== DATA PROVIDED ==

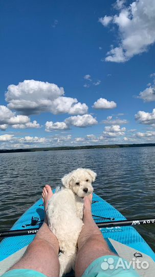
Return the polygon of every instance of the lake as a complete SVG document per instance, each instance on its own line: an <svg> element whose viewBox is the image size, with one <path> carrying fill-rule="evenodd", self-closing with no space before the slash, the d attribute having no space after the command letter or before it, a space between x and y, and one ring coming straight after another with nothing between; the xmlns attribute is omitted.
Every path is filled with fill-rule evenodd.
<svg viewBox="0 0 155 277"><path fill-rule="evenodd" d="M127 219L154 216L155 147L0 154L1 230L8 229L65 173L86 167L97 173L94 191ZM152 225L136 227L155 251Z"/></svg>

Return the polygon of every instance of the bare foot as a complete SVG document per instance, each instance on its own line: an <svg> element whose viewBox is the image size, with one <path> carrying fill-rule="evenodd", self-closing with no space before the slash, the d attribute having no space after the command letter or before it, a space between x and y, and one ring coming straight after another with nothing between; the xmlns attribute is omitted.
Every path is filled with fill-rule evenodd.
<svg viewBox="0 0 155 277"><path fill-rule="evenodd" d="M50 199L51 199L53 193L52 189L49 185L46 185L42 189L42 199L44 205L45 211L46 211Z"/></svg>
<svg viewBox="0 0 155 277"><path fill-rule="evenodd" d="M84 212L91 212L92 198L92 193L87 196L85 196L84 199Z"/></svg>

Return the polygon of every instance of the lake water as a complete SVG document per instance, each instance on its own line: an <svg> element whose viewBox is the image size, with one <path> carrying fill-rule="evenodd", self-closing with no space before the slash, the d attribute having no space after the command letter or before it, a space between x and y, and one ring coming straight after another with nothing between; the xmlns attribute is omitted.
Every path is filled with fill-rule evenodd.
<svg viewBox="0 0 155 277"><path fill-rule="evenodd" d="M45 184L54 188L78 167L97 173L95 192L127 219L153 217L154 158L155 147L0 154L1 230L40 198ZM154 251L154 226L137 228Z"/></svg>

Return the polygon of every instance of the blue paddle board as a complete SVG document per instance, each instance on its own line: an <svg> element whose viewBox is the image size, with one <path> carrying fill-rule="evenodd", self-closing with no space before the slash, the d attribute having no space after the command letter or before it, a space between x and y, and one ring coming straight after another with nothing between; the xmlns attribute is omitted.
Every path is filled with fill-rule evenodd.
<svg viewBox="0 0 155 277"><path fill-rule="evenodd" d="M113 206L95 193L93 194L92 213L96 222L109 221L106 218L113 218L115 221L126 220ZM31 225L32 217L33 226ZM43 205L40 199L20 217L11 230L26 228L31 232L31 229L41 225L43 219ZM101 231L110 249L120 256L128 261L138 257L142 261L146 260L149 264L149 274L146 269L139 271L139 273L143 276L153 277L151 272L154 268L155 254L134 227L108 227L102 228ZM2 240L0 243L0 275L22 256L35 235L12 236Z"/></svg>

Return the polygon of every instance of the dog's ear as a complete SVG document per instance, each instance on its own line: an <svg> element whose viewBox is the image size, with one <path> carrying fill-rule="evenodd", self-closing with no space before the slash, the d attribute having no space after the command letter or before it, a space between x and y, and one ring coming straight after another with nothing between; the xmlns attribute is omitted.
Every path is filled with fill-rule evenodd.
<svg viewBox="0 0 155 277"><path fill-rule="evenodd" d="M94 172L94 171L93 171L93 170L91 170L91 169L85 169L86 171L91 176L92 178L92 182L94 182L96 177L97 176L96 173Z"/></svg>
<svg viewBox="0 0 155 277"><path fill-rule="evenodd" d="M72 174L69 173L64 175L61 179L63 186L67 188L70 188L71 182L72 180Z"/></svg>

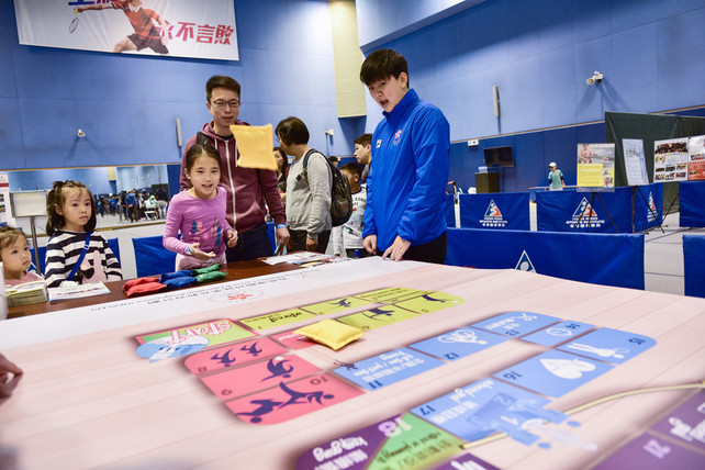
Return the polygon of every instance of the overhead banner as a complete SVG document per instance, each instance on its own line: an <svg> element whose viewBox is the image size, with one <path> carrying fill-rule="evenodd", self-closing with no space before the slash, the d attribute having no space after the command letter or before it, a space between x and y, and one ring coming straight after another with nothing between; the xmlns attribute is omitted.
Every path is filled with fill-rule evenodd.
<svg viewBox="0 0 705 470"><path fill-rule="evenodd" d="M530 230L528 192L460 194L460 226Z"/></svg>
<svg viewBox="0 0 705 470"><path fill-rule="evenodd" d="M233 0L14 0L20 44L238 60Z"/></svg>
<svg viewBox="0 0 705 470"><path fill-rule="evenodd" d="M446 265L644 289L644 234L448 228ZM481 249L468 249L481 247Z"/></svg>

===
== DATA PROVIDED ==

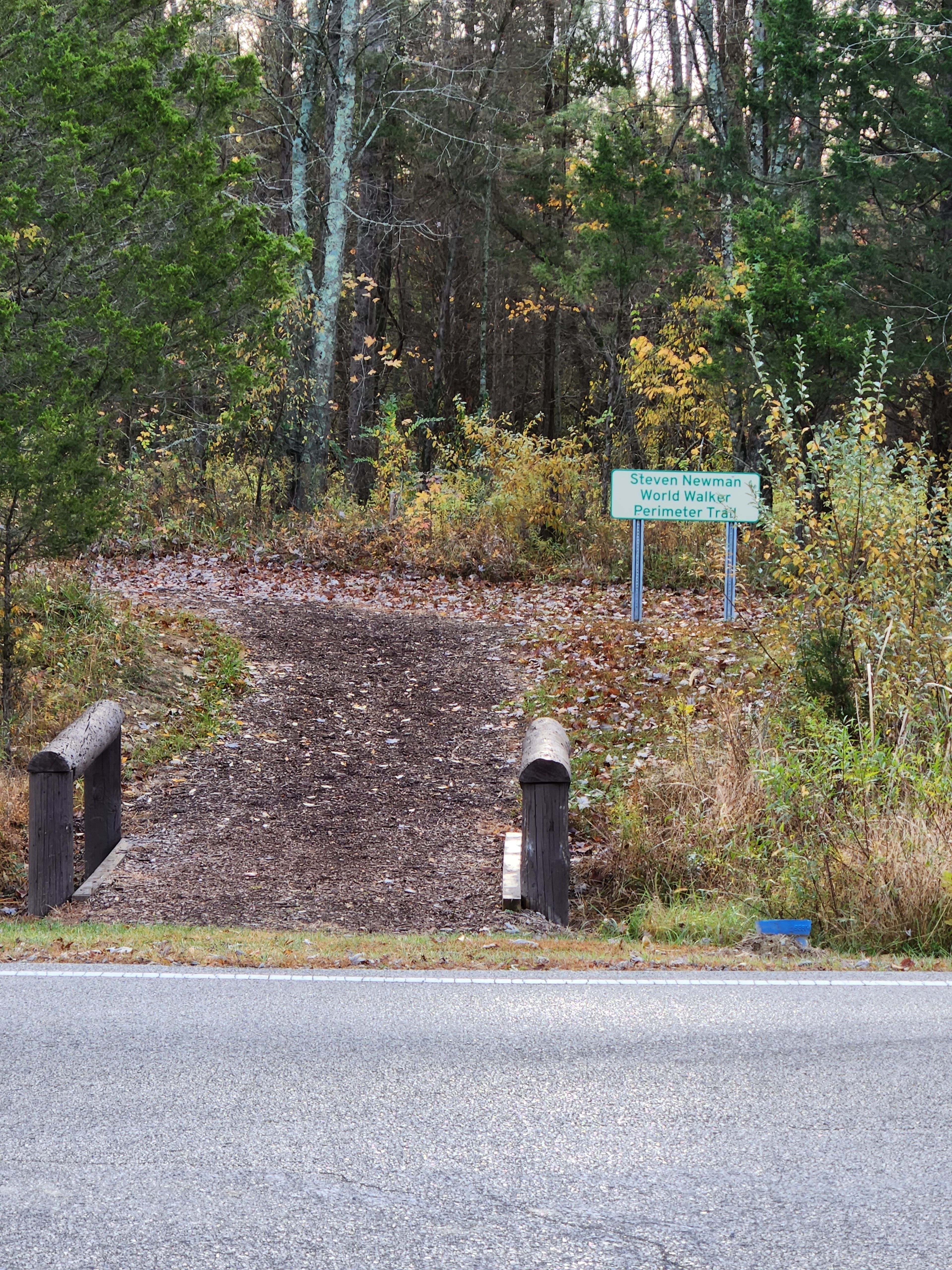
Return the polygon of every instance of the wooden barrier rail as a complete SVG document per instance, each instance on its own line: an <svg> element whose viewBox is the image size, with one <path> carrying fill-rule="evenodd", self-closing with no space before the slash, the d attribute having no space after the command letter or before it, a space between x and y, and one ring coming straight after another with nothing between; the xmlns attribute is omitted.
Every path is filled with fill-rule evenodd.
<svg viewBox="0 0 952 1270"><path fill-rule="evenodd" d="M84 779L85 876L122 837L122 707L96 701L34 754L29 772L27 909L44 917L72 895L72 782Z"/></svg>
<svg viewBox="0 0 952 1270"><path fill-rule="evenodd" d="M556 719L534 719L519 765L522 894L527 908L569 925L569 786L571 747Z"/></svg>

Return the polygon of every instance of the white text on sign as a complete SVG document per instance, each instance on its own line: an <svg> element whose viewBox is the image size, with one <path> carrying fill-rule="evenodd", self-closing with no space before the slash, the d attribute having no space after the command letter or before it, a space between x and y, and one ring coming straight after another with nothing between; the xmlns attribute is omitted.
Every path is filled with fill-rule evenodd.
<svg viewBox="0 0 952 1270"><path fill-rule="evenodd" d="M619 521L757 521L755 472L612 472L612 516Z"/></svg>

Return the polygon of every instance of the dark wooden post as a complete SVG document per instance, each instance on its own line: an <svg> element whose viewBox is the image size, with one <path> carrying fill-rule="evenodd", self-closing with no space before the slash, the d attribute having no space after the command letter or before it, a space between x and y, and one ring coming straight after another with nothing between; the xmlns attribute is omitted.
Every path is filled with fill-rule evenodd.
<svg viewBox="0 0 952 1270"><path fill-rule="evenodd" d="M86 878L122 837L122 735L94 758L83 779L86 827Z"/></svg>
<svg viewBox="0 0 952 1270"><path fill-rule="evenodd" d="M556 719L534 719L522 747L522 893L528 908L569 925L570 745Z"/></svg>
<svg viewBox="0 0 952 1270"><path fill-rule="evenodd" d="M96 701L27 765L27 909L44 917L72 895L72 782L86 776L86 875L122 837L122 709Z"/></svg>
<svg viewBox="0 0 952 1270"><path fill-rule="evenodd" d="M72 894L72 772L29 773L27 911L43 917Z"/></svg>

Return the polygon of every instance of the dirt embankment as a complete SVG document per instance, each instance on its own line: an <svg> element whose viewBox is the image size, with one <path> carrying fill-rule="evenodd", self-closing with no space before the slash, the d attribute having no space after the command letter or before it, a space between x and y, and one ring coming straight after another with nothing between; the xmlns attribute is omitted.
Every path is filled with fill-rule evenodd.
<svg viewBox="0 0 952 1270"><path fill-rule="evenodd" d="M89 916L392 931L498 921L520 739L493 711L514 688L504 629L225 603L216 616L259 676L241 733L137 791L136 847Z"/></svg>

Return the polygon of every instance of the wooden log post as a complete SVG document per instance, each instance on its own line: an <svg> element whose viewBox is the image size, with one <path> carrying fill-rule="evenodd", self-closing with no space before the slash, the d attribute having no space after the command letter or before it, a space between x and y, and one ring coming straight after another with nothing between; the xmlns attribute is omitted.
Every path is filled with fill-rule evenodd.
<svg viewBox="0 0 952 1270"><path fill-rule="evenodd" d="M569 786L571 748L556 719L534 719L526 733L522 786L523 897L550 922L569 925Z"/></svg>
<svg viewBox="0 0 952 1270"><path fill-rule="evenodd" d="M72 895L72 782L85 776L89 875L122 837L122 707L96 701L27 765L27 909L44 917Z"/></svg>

===
== DATA PROVIDED ==

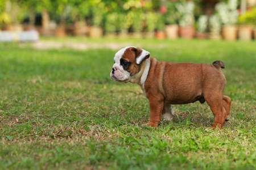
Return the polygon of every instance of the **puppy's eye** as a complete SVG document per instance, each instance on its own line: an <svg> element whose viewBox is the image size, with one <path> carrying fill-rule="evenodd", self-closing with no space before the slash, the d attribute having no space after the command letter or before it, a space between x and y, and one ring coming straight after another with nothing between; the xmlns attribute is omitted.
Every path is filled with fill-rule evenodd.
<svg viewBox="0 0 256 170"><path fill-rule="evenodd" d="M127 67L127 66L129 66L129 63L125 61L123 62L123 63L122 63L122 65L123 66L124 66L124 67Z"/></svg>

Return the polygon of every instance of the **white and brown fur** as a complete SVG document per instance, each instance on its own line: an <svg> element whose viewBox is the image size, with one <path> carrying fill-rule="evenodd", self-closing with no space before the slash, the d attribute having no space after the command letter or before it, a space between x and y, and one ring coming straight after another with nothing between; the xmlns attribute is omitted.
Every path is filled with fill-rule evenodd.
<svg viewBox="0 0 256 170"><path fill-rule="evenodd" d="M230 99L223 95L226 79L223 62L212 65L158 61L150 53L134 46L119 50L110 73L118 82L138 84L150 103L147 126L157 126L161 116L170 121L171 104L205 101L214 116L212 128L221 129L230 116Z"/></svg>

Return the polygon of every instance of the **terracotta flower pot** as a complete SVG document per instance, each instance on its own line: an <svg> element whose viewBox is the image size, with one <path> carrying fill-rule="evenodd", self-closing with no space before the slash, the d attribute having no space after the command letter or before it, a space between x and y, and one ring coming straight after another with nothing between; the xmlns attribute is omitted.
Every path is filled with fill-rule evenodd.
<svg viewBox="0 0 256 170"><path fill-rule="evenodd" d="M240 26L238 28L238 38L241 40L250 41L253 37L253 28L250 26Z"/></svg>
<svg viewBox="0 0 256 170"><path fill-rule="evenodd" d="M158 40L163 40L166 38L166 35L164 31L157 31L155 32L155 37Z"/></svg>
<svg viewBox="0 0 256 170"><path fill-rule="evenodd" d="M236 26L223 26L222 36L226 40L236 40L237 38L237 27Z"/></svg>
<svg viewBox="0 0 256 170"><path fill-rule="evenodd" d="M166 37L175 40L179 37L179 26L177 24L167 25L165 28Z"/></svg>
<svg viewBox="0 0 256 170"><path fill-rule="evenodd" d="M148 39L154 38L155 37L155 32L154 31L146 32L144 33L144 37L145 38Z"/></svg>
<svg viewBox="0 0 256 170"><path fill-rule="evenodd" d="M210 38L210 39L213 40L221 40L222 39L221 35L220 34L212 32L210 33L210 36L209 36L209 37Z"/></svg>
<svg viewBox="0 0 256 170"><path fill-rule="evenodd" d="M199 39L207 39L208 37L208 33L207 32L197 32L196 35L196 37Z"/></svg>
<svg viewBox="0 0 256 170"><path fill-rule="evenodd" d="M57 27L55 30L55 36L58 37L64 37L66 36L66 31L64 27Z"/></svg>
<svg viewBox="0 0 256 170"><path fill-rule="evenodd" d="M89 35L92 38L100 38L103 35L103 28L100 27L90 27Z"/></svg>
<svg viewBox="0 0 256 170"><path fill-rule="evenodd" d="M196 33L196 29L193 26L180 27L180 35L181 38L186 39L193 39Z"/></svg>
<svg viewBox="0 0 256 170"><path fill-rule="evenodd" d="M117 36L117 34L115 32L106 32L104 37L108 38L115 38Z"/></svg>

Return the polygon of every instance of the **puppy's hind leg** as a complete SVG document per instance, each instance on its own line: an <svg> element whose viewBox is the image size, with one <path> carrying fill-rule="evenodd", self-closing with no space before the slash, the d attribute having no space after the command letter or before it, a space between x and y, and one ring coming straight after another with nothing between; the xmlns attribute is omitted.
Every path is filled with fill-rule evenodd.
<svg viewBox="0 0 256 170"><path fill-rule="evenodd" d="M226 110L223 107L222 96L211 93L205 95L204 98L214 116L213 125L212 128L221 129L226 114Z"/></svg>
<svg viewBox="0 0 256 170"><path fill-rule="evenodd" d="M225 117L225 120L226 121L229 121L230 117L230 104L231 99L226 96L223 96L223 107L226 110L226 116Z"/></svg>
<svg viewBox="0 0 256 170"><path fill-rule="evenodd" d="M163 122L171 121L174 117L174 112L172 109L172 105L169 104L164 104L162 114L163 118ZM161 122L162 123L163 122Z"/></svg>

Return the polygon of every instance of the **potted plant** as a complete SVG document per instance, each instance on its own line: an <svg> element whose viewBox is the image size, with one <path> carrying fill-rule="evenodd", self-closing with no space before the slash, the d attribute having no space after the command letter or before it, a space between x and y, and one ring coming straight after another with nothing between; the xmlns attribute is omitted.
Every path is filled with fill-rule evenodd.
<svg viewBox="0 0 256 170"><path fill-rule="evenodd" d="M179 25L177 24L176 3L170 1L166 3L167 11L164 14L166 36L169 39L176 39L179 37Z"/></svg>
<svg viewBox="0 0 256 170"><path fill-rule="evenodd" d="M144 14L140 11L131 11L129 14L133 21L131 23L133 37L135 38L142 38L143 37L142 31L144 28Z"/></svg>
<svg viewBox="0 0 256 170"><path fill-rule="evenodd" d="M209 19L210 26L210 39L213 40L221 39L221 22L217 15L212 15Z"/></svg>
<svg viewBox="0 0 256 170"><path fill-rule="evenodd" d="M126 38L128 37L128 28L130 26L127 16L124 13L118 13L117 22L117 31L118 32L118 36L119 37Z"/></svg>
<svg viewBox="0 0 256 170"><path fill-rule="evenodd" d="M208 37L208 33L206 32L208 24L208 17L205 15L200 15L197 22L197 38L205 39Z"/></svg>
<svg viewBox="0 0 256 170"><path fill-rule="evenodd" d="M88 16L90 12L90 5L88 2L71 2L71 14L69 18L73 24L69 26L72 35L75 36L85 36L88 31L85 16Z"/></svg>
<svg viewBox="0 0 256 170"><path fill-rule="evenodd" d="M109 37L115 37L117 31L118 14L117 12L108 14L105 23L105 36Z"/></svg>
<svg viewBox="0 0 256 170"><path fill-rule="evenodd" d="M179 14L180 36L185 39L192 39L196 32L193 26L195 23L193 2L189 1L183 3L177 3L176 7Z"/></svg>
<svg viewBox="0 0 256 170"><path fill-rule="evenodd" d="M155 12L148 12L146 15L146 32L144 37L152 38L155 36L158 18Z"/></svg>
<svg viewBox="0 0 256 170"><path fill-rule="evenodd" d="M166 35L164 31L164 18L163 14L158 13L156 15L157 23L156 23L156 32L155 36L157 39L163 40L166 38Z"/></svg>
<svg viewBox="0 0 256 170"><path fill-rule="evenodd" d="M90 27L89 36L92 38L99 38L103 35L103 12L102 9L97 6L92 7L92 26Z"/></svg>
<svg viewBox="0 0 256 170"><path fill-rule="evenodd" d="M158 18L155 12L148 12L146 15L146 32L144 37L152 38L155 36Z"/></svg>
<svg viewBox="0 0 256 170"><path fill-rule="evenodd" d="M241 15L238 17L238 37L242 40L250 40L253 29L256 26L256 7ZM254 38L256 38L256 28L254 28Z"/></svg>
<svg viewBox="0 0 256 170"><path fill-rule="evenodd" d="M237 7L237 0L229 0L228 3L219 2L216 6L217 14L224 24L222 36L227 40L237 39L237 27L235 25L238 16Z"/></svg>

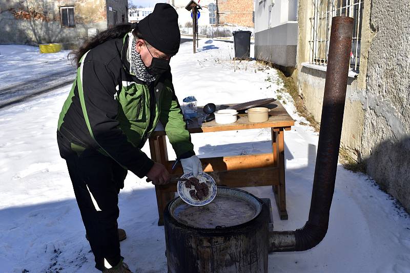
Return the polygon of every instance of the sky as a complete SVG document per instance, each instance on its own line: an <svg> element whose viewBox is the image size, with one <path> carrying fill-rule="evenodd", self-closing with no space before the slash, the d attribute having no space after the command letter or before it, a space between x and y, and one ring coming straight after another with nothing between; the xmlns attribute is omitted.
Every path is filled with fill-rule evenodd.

===

:: SHORT EXERCISE ::
Return every line of the items above that contains the word "puppy", copying each line in full.

:: TASK SOLUTION ::
Return the polygon of every instance of the **puppy's eye** as a complete SVG document per instance, each instance on its own line: an <svg> element whose viewBox is the image size, with one <path> carrying fill-rule="evenodd", self-closing with no space before the slash, the d attribute having no space after the command letter or before it, a space between x and y, and one ring coming straight after another with nothing between; the xmlns attribute is omitted.
Return the polygon of every instance of the **puppy's hind leg** as a complete SVG document per instance, each instance on its own line: an <svg> element whose viewBox is the image size, with one <path> carrying fill-rule="evenodd", self-closing with no space before the slash, the d attribute having no space after the command letter or before it, a space between x and y, and one ring coming straight after another with nothing between; the xmlns attribute is omitted.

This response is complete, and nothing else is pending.